[TEXTE RETENU]
----

J’ai rapidement compris que Tears Of The Kingdom ne serait pas un de mes Zelda préférés.


Drôle d’entrée en matière, je sais, mais la question est après tout légitime (et même instinctive) lorsqu’une saga interactive de cette ampleur nous accompagne depuis plusieurs décennies à présent ; Zelda c’est autant une longue histoire d’excellence en matière de jeux vidéo qu’une exigence continuelle en matière d’Heroic Fantasy ; l’une des seules franchises à s’affranchir du piège de la nostalgie pour mieux embrasser son époque et convoyer autant un désir universel d’aventures qu’incarner les métamorphoses de son médium ; le jeu vidéo qui fédère petits et grands, passionnés et néophytes ; bref, la création qui brise les frontières de son propre support pour mieux catalyser les rêveries qu’elle persiste à susciter à travers les générations.


A l’heure où toutes les licences renommées s’engluent dans une boulimie consumériste qui leur font perdre peu à peu de leur singularité, Zelda reste un évènement et la sortie de chaque nouvel opus occasionne son lot d’espérances enthousiastes (et parfois un brin déraisonnables) car chacun sait que la franchise possède toujours la capacité de surprendre là où on s’y attend le moins.


Pourquoi dès lors, une telle certitude immédiate ?

----

Énumérez toutes les catégories de joueurs que, selon le texte sur Zelda, ce jeu vidéo fédère. Les enregistrements ne sont pas requis.

Enregistrements sources
----

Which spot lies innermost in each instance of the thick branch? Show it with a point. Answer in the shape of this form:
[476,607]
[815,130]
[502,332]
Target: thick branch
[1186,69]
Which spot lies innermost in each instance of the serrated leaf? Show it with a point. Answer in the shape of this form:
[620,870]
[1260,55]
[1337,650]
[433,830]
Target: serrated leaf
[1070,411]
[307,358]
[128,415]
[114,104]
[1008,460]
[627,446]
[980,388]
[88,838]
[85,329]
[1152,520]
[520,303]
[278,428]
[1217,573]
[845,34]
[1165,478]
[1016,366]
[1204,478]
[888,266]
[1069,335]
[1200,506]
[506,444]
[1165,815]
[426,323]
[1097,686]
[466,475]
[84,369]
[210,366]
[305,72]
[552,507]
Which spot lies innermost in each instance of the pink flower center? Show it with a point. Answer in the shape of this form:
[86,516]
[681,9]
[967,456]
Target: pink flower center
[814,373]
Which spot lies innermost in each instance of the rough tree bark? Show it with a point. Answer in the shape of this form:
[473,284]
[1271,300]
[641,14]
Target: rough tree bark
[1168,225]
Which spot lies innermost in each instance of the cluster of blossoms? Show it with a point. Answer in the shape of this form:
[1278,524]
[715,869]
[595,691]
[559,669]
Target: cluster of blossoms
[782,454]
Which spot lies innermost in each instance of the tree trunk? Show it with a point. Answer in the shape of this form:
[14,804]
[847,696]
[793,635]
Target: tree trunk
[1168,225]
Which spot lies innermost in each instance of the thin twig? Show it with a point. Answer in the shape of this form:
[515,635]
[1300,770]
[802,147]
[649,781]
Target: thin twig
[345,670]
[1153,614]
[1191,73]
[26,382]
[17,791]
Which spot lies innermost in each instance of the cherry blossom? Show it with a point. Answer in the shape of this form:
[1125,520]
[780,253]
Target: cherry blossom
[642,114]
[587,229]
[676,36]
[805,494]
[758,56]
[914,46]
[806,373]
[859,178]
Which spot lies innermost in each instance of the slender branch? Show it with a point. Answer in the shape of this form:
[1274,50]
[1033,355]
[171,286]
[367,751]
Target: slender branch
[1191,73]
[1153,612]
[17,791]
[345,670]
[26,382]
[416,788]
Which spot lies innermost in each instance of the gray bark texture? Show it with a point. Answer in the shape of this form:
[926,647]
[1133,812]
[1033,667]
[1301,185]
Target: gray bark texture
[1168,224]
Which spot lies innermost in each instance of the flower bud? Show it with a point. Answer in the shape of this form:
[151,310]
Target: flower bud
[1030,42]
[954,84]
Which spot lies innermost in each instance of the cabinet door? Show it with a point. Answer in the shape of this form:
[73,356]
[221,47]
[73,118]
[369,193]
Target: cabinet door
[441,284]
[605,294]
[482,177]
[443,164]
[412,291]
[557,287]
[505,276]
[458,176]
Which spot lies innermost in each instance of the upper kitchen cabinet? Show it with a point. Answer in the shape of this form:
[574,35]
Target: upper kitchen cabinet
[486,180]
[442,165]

----

[RÉPONSE] Petits, grands, passionnés, néophytes